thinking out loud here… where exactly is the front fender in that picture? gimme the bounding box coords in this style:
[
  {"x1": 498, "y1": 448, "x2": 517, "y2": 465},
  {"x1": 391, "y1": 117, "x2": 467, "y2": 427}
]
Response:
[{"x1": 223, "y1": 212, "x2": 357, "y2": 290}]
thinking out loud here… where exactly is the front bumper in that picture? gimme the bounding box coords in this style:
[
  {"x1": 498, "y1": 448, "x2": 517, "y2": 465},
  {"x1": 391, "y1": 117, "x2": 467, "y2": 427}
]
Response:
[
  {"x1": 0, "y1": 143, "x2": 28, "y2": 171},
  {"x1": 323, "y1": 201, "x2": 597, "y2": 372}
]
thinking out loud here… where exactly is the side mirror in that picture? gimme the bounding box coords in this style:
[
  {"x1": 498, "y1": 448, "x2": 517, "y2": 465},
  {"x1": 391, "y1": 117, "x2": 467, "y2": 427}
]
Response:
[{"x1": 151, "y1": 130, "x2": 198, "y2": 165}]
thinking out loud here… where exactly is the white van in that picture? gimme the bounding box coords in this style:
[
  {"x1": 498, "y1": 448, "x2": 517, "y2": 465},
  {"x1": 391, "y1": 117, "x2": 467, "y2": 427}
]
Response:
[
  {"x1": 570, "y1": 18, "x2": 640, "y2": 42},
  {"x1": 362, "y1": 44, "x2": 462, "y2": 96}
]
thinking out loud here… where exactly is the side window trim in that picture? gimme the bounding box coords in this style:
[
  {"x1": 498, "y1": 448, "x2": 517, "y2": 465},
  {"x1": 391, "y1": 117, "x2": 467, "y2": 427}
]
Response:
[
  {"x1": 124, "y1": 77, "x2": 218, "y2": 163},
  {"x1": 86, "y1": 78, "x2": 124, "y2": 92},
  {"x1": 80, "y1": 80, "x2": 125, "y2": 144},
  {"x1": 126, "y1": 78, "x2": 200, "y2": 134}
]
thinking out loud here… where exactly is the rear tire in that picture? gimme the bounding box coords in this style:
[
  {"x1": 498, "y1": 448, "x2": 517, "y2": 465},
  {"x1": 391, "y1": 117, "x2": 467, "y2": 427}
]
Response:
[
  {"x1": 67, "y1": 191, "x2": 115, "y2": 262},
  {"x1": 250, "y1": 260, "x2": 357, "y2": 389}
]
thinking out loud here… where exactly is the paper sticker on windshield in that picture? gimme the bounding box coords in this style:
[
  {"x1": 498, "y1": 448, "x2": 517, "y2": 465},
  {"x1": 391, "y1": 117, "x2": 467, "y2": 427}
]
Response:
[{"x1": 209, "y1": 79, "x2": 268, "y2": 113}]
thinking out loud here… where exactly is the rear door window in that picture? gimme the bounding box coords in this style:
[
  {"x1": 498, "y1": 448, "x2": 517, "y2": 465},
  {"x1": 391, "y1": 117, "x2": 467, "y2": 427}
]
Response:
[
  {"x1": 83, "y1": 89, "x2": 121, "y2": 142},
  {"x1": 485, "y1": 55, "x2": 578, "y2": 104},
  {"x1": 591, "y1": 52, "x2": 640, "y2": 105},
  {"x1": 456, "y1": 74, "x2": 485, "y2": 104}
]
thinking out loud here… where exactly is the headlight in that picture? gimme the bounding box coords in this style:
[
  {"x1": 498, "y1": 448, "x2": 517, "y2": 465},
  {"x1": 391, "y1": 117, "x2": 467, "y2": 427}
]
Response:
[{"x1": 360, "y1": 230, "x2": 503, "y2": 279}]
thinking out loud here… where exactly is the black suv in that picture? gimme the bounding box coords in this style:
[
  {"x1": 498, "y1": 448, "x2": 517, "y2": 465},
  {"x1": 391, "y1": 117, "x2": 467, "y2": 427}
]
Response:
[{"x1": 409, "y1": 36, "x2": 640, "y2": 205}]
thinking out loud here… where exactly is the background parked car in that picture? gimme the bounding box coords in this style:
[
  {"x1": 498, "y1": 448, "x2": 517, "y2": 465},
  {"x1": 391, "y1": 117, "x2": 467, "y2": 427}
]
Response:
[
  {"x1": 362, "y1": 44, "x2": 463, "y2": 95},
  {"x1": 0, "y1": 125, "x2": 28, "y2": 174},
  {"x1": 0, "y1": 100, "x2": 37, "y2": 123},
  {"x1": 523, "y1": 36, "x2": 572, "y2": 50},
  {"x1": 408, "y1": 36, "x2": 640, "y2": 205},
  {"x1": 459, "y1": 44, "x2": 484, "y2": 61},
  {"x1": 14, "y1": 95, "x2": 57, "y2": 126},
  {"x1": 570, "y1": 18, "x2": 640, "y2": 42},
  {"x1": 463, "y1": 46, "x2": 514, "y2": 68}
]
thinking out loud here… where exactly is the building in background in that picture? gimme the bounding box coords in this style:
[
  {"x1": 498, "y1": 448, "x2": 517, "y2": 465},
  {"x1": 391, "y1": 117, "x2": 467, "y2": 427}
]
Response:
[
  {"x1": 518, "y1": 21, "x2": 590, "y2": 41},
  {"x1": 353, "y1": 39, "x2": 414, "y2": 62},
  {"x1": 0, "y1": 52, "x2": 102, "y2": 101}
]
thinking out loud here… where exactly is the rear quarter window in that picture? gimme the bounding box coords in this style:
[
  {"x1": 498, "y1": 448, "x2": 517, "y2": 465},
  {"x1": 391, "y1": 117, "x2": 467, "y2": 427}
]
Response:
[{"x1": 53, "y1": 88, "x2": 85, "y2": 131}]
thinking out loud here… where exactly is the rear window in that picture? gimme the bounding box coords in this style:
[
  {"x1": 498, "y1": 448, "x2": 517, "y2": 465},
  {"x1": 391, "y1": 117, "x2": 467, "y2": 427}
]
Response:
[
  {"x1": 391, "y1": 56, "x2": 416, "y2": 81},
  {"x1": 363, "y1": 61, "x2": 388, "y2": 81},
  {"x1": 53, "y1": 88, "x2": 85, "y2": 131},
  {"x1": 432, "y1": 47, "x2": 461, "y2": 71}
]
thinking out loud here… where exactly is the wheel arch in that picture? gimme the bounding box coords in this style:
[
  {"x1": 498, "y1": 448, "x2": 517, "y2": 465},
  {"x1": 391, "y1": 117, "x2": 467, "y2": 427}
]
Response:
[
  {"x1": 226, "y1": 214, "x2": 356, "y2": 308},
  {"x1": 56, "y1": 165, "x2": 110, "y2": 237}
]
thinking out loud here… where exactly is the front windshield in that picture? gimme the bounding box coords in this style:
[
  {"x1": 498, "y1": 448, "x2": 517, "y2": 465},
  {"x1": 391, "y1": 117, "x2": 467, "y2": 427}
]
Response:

______

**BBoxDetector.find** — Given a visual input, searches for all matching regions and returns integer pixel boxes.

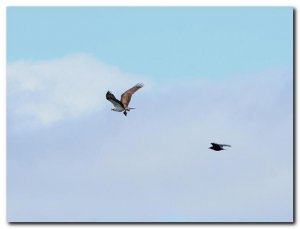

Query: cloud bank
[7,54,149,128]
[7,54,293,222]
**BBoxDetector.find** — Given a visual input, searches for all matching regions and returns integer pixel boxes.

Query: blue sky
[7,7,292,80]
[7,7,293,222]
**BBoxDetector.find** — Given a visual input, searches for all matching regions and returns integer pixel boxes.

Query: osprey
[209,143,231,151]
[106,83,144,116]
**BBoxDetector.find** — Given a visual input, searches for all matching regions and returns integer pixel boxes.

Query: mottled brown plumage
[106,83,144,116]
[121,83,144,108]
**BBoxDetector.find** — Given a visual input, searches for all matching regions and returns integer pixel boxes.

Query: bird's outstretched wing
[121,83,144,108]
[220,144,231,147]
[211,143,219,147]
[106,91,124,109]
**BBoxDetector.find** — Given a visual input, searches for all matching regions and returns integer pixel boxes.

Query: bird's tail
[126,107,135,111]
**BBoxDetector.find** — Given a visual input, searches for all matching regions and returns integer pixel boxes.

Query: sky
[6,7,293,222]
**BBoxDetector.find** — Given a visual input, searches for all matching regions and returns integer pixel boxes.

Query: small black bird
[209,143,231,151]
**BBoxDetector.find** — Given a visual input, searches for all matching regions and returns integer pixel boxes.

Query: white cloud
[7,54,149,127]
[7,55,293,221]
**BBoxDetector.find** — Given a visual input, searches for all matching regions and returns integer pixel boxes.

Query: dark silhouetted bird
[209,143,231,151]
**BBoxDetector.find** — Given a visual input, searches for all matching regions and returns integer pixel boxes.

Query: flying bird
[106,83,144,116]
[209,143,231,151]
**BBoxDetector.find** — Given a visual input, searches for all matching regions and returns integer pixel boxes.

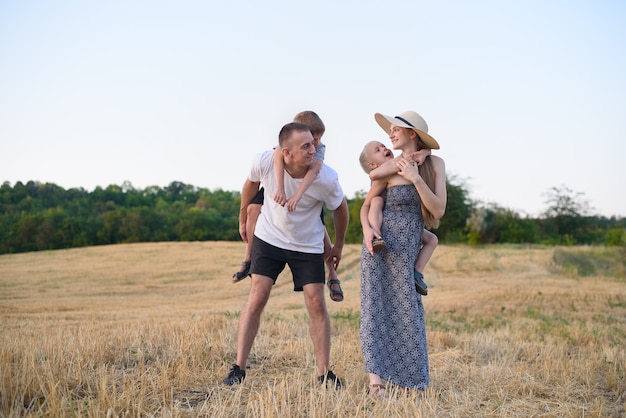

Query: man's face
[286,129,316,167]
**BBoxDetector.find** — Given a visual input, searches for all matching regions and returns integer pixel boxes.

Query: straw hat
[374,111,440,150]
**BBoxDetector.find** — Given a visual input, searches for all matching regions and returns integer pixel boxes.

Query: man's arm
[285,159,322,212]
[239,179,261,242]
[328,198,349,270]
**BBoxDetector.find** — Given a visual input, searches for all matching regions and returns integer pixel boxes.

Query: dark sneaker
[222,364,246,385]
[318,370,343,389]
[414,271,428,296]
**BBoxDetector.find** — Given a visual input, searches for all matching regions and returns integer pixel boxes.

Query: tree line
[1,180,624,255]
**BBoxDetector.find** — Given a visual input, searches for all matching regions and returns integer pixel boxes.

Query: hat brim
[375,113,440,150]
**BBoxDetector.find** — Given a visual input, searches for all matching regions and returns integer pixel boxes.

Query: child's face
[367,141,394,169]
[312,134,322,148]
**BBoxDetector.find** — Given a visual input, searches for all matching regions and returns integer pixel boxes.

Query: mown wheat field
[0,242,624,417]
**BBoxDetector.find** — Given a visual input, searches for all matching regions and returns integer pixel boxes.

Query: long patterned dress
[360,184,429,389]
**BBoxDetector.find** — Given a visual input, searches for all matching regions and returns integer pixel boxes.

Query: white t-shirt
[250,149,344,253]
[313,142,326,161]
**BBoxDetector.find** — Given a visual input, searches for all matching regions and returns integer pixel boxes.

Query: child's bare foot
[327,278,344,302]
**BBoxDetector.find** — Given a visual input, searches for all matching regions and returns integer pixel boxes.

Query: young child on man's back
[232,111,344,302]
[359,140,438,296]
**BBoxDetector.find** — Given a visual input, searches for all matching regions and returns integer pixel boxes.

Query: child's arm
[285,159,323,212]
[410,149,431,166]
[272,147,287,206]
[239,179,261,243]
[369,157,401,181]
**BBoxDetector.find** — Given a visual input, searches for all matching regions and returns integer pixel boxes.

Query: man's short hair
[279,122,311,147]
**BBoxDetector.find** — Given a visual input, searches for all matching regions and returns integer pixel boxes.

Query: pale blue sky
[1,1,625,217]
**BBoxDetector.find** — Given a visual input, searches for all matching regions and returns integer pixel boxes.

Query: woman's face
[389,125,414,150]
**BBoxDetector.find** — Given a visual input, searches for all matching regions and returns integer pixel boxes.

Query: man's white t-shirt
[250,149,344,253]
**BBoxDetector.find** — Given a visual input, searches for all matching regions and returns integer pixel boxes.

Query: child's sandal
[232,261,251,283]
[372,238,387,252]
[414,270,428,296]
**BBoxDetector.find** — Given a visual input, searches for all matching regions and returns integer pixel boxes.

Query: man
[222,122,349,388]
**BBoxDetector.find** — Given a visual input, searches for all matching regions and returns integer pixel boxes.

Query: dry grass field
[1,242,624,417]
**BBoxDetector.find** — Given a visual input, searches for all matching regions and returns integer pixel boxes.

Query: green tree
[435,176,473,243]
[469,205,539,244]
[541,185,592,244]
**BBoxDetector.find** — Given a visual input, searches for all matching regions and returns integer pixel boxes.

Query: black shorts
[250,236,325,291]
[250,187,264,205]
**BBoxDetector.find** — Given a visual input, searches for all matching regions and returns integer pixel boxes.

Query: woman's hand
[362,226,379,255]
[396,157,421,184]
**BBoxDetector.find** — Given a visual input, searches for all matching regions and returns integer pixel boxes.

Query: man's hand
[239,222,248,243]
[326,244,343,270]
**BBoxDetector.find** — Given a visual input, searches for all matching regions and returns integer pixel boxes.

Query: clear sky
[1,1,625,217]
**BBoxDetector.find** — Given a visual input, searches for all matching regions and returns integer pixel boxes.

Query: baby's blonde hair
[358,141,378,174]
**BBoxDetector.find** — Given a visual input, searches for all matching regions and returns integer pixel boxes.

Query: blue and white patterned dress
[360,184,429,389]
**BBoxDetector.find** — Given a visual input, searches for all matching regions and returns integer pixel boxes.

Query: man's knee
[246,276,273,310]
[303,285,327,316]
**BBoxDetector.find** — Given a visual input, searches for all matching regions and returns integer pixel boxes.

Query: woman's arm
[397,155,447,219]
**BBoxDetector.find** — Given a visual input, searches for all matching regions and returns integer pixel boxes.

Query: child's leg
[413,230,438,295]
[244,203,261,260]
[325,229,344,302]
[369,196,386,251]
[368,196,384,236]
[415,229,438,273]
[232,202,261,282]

______

The problem: Scan the data for the string "side" and copy each line in which it occurs.

Output below:
thinking out loud here… where exactly is the side mirror in that picture? gimme the bounding box coords in this style:
thinking out loud here… where exactly is the side window trim in that picture? gimme the bounding box coords in this style:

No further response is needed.